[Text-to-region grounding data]
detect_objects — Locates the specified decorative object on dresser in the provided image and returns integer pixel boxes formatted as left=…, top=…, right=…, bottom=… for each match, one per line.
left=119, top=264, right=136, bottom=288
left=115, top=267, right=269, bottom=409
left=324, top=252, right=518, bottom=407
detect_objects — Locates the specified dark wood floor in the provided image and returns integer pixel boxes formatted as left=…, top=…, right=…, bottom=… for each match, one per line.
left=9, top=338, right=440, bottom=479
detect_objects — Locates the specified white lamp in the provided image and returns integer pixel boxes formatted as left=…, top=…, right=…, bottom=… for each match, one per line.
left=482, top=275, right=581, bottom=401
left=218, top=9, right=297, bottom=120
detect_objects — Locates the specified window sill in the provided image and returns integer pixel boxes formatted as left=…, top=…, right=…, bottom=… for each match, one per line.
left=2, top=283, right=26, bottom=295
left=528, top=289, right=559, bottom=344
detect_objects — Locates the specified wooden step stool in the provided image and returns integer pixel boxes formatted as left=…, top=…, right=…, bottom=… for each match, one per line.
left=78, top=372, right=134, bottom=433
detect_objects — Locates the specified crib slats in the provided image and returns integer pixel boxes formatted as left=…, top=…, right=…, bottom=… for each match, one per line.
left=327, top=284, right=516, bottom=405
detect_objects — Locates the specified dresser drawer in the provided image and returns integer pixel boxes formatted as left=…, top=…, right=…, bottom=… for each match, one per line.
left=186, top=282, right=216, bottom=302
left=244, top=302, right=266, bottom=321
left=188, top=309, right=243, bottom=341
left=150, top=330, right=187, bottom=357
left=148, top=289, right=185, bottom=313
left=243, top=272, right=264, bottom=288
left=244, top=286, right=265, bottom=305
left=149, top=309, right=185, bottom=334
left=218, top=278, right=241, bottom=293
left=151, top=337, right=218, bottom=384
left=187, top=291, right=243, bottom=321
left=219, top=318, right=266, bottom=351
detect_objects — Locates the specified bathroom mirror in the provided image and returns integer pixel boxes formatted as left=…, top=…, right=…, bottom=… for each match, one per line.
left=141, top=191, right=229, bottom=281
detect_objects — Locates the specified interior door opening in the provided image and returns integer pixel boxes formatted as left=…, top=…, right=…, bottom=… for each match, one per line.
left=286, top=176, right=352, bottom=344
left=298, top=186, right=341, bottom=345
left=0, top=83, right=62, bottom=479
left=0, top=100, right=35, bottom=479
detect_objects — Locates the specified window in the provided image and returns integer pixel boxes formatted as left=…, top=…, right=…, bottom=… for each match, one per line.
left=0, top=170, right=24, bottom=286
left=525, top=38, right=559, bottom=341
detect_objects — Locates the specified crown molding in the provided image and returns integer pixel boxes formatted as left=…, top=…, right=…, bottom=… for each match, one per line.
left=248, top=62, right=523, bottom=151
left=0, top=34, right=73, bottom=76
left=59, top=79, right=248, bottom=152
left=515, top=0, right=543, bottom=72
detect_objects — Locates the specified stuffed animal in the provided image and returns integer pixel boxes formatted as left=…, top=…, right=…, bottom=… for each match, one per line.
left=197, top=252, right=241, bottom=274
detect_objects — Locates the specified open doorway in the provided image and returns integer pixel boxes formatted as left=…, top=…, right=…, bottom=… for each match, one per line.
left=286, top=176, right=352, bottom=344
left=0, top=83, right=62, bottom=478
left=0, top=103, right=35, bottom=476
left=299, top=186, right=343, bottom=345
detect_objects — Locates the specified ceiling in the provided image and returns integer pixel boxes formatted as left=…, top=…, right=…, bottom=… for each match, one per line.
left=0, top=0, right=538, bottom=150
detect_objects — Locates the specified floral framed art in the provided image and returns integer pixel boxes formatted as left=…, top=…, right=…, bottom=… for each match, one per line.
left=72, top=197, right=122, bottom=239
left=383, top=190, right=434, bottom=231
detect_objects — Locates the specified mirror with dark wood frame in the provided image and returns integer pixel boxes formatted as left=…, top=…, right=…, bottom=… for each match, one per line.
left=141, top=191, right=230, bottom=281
==
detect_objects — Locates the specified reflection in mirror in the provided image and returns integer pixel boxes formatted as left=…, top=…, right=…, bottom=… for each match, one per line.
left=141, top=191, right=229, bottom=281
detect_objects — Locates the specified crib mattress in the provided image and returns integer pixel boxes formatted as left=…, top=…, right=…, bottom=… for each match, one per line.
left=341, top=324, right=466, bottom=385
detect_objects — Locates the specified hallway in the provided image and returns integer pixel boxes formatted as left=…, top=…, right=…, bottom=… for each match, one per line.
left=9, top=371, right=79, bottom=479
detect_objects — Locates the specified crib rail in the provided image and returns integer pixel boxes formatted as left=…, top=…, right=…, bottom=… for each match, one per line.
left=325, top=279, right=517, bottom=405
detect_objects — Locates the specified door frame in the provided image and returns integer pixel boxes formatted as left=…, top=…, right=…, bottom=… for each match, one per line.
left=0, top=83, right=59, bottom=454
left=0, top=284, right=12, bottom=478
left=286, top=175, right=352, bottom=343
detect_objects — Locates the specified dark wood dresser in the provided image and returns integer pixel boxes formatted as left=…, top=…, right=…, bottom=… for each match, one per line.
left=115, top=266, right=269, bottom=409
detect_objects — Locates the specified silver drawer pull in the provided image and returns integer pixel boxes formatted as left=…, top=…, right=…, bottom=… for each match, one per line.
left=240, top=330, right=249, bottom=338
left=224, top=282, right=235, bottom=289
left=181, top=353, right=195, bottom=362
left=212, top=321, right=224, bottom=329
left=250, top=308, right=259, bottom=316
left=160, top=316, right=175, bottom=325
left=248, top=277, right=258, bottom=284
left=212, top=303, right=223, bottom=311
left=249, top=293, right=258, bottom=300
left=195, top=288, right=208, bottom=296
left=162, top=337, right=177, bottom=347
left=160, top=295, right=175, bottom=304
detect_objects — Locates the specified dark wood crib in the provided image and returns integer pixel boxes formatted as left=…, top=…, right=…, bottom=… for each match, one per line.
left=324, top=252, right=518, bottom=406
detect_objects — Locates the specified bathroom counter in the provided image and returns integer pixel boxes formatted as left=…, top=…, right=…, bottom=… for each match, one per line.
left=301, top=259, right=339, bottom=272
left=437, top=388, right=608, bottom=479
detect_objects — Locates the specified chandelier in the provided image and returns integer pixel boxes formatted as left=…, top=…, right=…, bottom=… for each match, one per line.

Work to be completed:
When you reach the line holding "detect_objects — Locates the specified dark wood crib" in the records above, begin reproducing exactly, stop after the line holding "detect_objects — Locates the specified chandelier", and output nothing else.

Solution for this exercise:
detect_objects — Locates the specified dark wood crib in the provided image and returns integer pixel boxes formatted as left=…, top=…, right=…, bottom=… for each match, one per line.
left=324, top=252, right=518, bottom=406
detect_objects — Locates the specified bathroom counter in the provided image and returns integer pixel boxes formatted as left=…, top=…, right=…, bottom=… for each match, one per line.
left=301, top=259, right=339, bottom=272
left=437, top=388, right=608, bottom=479
detect_objects — Locates the specified chandelier in the provided image and returns integer pixel boxes formatted as left=…, top=…, right=…, bottom=… for each match, one per line.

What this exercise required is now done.